Show each line in the rows below that contains the string "with", copied in full. The match is case-sensitive.

┌──

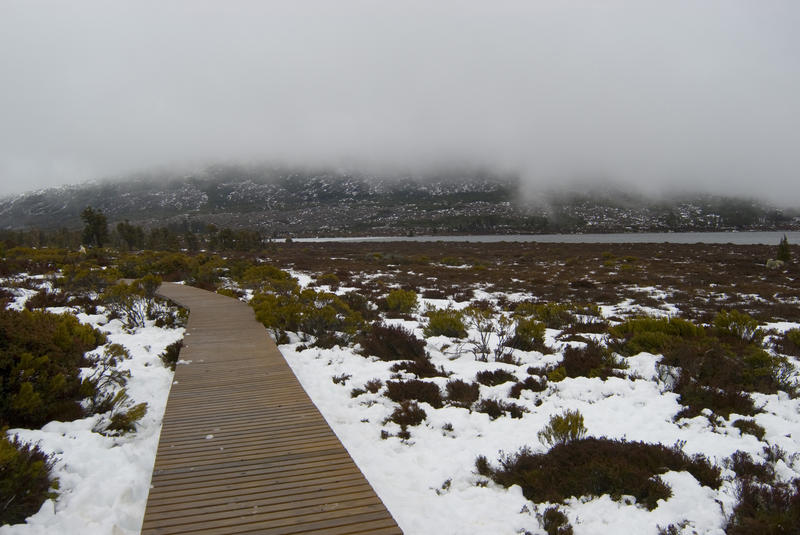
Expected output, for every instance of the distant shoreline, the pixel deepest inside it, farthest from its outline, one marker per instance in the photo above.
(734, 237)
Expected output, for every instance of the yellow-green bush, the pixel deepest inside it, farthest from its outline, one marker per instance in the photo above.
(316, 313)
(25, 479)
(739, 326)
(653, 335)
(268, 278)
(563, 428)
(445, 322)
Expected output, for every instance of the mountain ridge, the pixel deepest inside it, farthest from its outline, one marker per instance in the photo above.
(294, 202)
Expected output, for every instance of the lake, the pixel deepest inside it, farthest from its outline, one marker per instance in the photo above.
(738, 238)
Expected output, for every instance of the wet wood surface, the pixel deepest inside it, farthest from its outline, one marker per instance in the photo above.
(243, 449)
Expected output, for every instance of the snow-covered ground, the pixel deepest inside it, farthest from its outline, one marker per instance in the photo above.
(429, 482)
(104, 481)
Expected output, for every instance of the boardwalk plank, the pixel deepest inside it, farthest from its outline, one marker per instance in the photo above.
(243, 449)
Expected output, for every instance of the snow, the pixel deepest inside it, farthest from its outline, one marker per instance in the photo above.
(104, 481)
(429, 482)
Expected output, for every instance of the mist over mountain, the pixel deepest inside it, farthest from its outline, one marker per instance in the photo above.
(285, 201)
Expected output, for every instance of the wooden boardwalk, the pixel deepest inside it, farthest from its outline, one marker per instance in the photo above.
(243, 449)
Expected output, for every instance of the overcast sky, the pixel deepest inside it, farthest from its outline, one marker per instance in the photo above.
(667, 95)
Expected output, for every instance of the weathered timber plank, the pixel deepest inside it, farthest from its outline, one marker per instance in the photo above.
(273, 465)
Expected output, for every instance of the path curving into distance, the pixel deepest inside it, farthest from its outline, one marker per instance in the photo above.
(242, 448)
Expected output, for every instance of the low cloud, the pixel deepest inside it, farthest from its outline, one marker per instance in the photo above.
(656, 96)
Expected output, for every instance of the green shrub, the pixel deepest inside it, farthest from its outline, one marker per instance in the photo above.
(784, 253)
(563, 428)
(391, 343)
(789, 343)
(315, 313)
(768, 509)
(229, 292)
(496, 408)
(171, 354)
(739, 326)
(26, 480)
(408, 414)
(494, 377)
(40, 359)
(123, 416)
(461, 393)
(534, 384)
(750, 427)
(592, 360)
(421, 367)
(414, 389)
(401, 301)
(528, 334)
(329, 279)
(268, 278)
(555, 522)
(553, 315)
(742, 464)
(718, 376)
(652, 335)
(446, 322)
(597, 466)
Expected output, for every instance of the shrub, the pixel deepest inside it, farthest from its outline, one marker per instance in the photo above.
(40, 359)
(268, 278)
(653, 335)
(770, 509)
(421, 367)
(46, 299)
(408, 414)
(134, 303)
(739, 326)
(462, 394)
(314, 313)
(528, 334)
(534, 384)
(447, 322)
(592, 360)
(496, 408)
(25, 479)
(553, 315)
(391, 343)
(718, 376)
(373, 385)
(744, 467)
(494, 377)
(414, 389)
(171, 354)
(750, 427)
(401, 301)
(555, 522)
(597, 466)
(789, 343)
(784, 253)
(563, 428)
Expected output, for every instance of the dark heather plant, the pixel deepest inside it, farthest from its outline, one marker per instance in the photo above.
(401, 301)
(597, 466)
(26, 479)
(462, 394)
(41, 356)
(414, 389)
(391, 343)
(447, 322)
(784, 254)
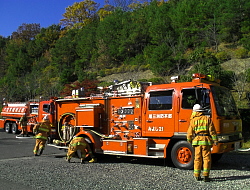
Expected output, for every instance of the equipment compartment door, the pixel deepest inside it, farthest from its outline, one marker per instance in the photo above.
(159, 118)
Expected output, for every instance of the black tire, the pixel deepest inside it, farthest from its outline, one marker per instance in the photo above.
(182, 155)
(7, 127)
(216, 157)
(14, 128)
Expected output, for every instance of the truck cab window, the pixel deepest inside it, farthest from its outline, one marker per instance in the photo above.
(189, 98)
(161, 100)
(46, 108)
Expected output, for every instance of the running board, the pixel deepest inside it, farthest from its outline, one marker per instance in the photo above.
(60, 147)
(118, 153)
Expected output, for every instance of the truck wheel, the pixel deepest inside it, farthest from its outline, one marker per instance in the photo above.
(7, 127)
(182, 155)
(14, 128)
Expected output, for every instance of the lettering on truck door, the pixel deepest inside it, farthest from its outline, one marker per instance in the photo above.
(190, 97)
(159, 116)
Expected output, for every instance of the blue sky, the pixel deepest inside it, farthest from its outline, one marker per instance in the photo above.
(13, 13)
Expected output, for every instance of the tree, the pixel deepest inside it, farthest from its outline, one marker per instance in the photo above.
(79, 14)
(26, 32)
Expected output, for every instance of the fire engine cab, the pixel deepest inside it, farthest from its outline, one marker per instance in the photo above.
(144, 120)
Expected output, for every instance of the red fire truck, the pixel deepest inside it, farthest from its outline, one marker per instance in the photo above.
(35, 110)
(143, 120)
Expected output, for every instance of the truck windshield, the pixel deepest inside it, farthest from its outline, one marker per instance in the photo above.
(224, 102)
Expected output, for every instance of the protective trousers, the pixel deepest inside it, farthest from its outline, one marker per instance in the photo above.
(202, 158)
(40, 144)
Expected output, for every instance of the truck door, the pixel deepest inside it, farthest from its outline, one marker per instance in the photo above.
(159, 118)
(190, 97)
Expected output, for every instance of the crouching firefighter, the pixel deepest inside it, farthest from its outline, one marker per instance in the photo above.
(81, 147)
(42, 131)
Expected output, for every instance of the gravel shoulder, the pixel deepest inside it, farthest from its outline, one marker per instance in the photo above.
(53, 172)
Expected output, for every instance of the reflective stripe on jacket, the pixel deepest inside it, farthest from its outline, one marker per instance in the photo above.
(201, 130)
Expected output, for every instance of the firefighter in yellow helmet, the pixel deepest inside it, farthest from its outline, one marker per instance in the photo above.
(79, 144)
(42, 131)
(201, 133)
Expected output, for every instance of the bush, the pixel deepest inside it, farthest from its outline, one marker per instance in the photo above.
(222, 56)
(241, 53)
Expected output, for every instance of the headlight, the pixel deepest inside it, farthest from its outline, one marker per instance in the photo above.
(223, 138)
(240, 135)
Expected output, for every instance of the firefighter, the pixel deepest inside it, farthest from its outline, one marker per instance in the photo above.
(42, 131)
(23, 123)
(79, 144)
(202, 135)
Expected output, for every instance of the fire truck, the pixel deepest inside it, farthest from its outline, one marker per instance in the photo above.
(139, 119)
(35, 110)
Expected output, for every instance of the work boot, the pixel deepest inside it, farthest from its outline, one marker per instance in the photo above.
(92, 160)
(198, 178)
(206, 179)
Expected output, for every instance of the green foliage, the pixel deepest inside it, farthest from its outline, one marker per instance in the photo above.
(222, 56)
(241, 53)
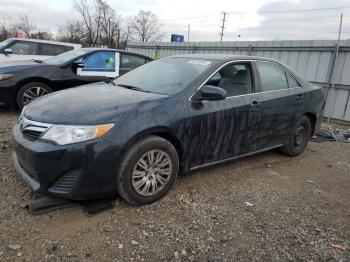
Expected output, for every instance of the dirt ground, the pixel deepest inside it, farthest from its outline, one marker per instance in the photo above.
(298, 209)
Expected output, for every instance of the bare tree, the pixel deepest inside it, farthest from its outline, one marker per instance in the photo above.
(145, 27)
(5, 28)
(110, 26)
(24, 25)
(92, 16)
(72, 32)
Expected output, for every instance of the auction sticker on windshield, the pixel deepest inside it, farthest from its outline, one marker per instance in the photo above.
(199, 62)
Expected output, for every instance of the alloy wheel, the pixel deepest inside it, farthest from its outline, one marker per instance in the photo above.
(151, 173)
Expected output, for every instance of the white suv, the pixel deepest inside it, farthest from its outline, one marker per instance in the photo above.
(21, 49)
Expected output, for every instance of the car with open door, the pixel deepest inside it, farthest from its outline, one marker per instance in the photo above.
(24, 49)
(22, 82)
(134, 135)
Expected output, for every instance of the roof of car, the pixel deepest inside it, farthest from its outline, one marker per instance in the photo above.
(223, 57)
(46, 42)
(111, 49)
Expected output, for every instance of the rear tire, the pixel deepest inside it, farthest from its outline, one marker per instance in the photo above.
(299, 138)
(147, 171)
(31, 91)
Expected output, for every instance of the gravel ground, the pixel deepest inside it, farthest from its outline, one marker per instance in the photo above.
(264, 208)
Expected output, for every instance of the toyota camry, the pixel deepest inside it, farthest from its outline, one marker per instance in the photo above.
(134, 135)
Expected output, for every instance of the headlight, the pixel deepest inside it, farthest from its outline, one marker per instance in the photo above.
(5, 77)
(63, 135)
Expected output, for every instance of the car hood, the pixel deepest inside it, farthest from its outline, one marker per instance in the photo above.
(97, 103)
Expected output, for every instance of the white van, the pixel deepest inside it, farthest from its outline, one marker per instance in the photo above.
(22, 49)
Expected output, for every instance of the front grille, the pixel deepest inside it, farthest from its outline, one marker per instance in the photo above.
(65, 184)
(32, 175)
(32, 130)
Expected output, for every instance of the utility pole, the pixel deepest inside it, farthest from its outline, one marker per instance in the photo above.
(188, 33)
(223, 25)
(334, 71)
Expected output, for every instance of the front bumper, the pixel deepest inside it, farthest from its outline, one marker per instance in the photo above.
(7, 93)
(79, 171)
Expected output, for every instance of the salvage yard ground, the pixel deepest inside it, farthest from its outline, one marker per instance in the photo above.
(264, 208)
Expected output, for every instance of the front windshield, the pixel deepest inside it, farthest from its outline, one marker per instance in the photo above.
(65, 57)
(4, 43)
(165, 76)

└──
┌──

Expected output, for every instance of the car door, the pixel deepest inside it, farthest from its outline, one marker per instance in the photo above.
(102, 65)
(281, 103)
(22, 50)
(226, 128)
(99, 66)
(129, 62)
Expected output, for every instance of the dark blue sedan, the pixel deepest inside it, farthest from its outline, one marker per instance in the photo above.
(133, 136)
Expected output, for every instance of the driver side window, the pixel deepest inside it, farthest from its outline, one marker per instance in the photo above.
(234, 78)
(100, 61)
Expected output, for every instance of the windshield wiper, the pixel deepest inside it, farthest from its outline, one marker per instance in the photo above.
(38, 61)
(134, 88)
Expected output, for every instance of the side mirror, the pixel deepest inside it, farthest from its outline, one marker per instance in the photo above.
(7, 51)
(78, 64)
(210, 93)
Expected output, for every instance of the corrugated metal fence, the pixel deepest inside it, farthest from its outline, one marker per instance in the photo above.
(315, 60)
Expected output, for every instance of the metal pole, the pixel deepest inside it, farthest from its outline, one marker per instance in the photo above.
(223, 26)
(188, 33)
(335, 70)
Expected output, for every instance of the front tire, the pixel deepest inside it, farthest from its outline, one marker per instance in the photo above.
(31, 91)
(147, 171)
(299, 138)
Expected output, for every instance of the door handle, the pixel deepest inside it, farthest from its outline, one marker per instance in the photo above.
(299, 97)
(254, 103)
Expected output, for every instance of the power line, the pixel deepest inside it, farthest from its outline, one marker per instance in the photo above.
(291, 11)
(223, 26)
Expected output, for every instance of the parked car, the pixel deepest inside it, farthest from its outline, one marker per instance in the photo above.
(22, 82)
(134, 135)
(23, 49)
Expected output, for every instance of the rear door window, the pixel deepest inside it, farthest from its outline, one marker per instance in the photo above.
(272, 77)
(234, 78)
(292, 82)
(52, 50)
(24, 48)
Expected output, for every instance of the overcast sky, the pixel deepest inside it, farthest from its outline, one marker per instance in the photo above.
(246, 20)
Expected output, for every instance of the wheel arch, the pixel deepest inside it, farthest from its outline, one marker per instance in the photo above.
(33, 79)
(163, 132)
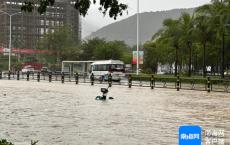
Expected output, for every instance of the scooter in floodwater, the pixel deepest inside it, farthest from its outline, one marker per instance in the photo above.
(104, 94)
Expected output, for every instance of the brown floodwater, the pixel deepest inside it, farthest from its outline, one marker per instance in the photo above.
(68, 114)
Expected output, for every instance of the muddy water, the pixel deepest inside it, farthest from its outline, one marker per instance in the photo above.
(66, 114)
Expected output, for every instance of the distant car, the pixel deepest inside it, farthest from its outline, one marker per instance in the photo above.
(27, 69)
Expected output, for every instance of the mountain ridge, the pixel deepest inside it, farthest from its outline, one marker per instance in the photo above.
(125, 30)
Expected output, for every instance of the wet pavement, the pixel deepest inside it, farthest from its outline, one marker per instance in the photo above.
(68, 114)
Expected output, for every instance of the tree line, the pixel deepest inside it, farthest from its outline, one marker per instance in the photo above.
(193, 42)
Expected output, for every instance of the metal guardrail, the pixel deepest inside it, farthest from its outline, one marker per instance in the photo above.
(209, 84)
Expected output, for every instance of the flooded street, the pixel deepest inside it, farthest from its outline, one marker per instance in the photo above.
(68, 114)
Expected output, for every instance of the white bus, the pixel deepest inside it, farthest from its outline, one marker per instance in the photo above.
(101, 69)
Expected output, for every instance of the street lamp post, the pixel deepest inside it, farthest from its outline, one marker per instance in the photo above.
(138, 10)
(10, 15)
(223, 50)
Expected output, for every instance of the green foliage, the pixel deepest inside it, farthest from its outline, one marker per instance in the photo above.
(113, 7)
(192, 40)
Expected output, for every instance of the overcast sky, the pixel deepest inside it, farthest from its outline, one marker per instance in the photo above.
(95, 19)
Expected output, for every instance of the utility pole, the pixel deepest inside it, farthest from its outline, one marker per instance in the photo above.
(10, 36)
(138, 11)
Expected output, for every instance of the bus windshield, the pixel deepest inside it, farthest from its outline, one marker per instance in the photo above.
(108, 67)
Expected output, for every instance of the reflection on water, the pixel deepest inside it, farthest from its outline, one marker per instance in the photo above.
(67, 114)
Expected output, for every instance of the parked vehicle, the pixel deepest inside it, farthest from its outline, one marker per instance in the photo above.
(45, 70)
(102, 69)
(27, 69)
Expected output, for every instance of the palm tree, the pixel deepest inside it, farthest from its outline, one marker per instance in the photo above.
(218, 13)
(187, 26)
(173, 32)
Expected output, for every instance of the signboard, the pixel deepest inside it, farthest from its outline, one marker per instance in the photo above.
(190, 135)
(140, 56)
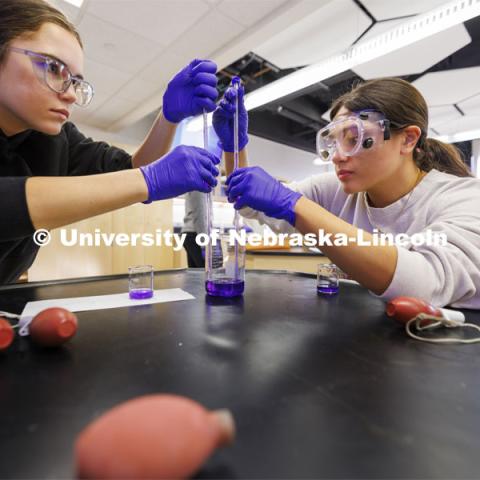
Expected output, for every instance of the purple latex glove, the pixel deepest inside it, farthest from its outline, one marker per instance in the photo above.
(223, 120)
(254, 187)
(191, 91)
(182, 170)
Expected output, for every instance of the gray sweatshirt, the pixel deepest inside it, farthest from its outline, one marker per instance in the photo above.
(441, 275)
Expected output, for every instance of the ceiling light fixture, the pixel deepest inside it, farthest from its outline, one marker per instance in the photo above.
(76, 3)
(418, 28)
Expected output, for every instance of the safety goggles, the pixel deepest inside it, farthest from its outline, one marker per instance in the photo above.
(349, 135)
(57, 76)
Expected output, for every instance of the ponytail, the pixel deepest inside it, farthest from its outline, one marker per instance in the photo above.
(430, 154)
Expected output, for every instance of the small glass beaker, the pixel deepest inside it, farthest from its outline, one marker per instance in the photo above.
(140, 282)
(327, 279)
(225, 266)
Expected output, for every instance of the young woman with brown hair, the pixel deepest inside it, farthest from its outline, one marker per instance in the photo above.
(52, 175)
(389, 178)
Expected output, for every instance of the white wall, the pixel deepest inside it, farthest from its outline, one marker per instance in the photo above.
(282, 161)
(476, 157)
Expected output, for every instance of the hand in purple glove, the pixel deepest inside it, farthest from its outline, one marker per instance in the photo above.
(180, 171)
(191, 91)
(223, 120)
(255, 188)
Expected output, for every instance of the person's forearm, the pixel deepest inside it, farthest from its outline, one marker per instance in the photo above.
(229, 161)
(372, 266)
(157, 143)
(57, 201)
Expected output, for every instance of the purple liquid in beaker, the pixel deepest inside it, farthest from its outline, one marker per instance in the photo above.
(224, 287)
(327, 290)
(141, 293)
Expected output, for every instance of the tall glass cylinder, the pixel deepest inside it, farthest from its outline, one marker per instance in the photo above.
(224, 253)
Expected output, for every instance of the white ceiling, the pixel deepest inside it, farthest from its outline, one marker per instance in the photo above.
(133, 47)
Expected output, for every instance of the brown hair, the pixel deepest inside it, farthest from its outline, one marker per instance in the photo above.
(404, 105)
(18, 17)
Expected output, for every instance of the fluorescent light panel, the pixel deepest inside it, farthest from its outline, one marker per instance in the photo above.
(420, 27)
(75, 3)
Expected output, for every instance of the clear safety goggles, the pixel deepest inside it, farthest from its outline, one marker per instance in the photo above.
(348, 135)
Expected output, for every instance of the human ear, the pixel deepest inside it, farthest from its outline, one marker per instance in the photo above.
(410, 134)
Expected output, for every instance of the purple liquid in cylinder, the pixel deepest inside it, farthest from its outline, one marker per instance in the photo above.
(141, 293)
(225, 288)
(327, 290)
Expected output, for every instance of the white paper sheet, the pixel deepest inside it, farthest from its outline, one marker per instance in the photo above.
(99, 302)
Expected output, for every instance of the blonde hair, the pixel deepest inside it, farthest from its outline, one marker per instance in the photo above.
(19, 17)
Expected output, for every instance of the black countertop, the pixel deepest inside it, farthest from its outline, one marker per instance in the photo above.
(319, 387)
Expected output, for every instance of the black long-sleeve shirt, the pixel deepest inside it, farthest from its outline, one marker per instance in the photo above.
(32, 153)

└──

FINISHED ANSWER>
Expected output, for every instance of the car with open door, the pixel deepest inside it, farthest from its outline, one marker per instance in the photo above.
Expected output, for every instance of the young woman with brown hair, the pixel deepest inside it, farthest from its outline, one marker per instance in the photo above.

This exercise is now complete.